| ACTION ITEM |
What is needed is an exact copy of every line in the listing.

--- DATA LISTING Enclosed Below ---

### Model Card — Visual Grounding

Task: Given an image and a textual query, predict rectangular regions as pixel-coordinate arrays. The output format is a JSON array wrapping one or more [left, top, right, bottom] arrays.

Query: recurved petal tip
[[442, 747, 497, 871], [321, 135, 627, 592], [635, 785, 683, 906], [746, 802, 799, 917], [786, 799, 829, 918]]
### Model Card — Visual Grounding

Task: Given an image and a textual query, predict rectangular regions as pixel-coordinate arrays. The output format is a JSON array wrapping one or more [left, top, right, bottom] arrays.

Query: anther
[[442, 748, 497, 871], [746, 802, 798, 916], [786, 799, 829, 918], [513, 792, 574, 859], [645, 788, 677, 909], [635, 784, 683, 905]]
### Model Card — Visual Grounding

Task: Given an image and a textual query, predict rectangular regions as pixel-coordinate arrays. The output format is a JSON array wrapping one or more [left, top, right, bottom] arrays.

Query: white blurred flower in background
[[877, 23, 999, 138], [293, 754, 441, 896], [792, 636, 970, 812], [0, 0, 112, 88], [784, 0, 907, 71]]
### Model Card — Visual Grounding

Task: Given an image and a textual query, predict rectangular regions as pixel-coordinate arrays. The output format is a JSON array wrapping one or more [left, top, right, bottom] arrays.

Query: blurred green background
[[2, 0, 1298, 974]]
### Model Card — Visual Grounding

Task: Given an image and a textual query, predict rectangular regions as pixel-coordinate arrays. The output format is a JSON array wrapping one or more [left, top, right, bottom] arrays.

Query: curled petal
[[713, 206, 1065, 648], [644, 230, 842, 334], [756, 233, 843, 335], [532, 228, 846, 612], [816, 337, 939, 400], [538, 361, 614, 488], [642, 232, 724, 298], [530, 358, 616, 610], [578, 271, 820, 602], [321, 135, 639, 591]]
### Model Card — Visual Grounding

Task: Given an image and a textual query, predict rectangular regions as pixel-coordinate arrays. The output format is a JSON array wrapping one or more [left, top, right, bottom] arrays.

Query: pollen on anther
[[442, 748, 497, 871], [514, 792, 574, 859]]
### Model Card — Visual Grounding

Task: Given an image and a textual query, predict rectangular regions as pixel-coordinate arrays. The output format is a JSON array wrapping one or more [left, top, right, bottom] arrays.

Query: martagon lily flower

--- End of Enclosed DATA LISTING ---

| RESULT |
### Model Card — Visual Grounding

Task: Given an image and a textual query, predict rectangular regions as pixel-coordinate arrays. The output format is a JSON array wrapping one or more [left, top, right, bottom] arrays.

Query: recurved petal tip
[[442, 747, 497, 871], [321, 135, 627, 592], [635, 785, 683, 906], [746, 802, 799, 917], [786, 799, 829, 918]]
### Model Card — Visual Grounding

Task: Given an image and a textual query, predict rectangular regions as pixel-coordinate arrays. The output format is a JSON array wrapping one or more [left, top, right, bottom] arrays.

Query: anther
[[442, 748, 497, 871], [746, 802, 798, 916], [786, 799, 829, 918], [513, 792, 574, 859], [645, 788, 677, 909], [635, 784, 683, 905]]
### Model Card — Visual Grounding

Task: Given an image and a textual query, predict rectangular regions as pixel-coordinate arrays. The output format is a JSON array wrapping one or more [left, top, right, bottom] arrays.

Query: white blurred flower in background
[[877, 23, 999, 138], [293, 754, 441, 896], [792, 636, 970, 812], [0, 0, 112, 88], [784, 0, 907, 71]]
### Model Card — Visual Grounding

Task: Given an image and a textual query, predict rectangular regions as pixel-coordinate arrays. The output format is a JSON array wrapping one or more [left, top, right, bottom] arrays.

Query: blurred green background
[[2, 0, 1298, 974]]
### Model Card — Visual Grounding

Task: Given an image and a textual query, predict rectangular regions as pixel-coordinate arrays. The output format is a JSON array wrapping one or more [left, top, right, bottom] arrays.

Query: curled petal
[[713, 206, 1065, 648], [644, 230, 842, 334], [756, 233, 843, 335], [532, 228, 846, 612], [816, 337, 939, 400], [538, 361, 614, 488], [642, 232, 724, 298], [530, 358, 616, 610], [578, 271, 820, 602], [321, 135, 639, 591]]
### Model Card — Visual Grounding

Task: Given an image and a textual query, predict rectangular regions as pixel-coordinate arrays. The output format is a JSON array wrapping one or more [left, top, right, bottom] arrays.

Query: pollen on anther
[[442, 748, 497, 871], [514, 792, 574, 859]]
### Model Card — Visual Grounding

Task: Given an image and a textual query, predict rectangular regions as pixel-coordinate arrays. The output format is a JSON array wrapping one or more [left, top, right, bottom] arrays.

Query: martagon lily flower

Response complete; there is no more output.